→ **EXERCISE DIRECTIONS**: Copy out, character for character, the lines of the records below from the line containing "Practice step: locate the basketball player" to the line containing "point(75, 201)", including both of those lines.

Entries from a pointing dataset:

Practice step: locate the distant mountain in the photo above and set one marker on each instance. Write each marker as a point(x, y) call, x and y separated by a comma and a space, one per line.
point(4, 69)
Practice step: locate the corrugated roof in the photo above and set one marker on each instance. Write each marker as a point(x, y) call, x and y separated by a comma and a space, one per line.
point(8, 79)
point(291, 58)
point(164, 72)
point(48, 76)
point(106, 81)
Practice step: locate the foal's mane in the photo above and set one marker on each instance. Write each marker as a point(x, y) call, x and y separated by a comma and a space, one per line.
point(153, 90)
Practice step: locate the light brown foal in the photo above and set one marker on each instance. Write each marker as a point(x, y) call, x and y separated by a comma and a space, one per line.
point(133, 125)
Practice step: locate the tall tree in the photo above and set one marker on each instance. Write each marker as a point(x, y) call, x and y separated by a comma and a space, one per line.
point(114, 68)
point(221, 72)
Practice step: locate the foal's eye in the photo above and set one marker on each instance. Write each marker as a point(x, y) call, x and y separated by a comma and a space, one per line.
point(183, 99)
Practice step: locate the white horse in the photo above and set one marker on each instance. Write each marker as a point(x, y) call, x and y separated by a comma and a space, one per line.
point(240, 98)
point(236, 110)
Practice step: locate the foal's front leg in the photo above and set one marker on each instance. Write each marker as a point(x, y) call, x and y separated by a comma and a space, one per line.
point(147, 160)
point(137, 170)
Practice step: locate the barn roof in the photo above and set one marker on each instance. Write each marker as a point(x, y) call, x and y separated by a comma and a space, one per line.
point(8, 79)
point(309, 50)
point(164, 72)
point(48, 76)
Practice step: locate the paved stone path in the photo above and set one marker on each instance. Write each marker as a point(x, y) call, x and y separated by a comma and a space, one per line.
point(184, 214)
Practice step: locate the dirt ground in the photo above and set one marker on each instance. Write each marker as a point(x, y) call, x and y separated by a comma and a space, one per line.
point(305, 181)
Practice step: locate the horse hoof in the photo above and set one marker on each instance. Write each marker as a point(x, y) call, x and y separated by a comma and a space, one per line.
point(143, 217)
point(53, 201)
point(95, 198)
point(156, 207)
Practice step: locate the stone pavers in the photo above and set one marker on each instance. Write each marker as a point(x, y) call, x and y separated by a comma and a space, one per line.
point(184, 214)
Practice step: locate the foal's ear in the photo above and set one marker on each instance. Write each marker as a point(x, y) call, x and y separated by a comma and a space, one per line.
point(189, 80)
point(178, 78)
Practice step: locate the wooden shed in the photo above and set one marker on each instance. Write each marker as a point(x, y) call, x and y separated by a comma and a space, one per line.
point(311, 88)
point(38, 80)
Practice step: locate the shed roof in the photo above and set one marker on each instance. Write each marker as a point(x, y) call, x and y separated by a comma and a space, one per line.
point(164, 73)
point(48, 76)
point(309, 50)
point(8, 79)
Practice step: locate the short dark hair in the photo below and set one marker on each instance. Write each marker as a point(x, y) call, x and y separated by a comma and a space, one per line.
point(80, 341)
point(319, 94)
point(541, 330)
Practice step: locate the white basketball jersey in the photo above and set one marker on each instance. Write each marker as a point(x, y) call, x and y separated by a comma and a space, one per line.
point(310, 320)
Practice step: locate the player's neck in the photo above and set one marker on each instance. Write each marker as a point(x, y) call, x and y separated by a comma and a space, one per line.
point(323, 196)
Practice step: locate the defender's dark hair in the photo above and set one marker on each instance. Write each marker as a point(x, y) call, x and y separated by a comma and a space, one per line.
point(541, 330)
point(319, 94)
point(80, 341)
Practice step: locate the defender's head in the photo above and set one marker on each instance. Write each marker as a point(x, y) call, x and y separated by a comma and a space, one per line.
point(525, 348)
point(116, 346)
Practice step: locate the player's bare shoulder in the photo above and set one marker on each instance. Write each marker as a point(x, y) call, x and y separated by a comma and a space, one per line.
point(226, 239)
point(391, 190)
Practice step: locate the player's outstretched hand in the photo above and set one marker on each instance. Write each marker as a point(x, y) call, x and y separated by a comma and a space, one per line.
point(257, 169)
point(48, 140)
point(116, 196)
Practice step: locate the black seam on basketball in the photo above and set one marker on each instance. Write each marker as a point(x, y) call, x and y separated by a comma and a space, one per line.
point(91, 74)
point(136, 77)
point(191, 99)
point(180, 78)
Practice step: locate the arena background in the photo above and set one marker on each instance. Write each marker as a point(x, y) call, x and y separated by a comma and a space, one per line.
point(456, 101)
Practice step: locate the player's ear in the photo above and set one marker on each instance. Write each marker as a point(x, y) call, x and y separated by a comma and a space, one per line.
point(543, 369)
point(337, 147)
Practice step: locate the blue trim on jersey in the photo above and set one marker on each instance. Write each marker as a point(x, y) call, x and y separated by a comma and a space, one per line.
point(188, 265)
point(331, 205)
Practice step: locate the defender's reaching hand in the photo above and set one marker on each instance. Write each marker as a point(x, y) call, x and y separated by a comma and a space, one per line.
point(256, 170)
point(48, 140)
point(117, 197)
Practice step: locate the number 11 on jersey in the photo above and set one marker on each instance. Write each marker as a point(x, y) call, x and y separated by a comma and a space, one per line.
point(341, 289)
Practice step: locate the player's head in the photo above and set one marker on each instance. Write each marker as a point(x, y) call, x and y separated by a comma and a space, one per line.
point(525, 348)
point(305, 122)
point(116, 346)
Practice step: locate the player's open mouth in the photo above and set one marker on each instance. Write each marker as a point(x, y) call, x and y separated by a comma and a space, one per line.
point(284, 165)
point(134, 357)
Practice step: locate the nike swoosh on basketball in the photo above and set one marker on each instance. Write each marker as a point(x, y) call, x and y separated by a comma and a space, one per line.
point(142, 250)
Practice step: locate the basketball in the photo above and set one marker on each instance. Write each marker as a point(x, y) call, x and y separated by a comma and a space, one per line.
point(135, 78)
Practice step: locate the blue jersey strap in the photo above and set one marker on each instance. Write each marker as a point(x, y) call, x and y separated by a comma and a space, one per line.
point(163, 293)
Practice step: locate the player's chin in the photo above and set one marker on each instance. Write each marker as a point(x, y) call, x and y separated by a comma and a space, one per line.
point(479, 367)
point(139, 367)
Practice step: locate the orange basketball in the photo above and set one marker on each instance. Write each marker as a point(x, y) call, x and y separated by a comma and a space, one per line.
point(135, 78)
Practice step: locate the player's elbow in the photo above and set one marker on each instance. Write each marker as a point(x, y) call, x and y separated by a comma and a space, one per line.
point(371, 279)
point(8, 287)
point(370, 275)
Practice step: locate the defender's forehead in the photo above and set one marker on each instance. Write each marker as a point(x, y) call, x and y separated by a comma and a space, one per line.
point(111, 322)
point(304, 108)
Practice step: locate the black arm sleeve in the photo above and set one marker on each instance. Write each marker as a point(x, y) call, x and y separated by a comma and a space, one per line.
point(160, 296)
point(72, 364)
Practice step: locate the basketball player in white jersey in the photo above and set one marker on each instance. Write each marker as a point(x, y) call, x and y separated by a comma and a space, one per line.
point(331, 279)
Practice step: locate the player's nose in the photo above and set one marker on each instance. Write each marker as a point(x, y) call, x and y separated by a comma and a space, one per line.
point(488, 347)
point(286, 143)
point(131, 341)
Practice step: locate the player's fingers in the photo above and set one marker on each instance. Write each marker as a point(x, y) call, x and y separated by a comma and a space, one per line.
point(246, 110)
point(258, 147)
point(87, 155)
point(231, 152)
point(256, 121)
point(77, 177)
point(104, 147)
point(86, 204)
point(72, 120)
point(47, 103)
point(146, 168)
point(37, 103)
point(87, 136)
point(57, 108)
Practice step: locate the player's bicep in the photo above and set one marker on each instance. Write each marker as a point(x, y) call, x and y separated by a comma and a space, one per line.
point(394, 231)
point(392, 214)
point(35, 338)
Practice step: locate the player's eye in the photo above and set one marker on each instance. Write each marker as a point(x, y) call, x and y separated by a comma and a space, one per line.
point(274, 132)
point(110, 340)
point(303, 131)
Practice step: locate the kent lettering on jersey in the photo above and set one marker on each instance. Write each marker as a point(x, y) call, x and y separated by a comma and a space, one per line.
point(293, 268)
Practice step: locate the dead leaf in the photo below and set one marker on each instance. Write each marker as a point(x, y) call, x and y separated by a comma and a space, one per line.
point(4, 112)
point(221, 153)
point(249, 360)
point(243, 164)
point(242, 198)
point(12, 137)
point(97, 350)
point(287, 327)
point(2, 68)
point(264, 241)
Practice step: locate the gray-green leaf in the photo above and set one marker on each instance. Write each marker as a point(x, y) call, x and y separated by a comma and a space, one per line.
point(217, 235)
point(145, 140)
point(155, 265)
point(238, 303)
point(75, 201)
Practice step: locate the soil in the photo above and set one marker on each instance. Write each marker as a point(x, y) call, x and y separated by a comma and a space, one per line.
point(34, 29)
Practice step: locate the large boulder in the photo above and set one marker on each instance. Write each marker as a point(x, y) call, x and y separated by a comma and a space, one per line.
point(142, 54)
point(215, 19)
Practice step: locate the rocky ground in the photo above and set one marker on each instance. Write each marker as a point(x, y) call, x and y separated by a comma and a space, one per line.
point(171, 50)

→ **TASK RESPONSE**:
Practice step: locate the basketball player in white jersey in the photo above and set one marker on each instance. Write each marker as a point(x, y) call, x and y separated by a comma and a space, one per line.
point(331, 279)
Practice step: locate the player's nose in the photo above and set one marker on each instance. Write each marker as a point(x, y) call, x and y separated by a comma and a space, one per line.
point(488, 347)
point(286, 143)
point(131, 341)
Practice step: locate the player's fingers in the photo above and set one marker on each instance. Write each marker as a point(x, y) call, x and y separated by a comma and a space, one per line.
point(246, 110)
point(258, 147)
point(87, 155)
point(231, 152)
point(256, 121)
point(77, 177)
point(104, 147)
point(86, 204)
point(72, 120)
point(47, 103)
point(146, 168)
point(37, 103)
point(87, 136)
point(57, 108)
Practice step: locate the player's bicep in the photo above and set one marker on each instance. Write each marker as a point(x, y) call, x and y separated by a comma and a space, one per line.
point(394, 231)
point(392, 214)
point(35, 338)
Practice step: locate the player's eye in the photo above and set one marker on each instance. Write each marker as a point(x, y) call, x and y separated by a comma and a space, one per line.
point(274, 132)
point(110, 340)
point(303, 131)
Practice step: locate the kent lettering on jersey in the photo above and set one marker on each instance. Write each marker as a point(x, y) call, x and y separated by a comma and a space, one per line.
point(293, 268)
Practice step: locate the dead leaf in the photo below and set one marker on each instance. Write each marker as a point(x, y) call, x and y separated by a comma and a space, one per line.
point(4, 112)
point(221, 153)
point(249, 360)
point(243, 164)
point(242, 198)
point(12, 137)
point(97, 350)
point(287, 327)
point(2, 68)
point(264, 241)
Practice step: locate the gray-green leaf in the photo above and set one marker on each instance. Write each marker as a point(x, y) call, x and y separated by a comma and a space, one per line.
point(217, 235)
point(145, 140)
point(155, 265)
point(238, 303)
point(75, 201)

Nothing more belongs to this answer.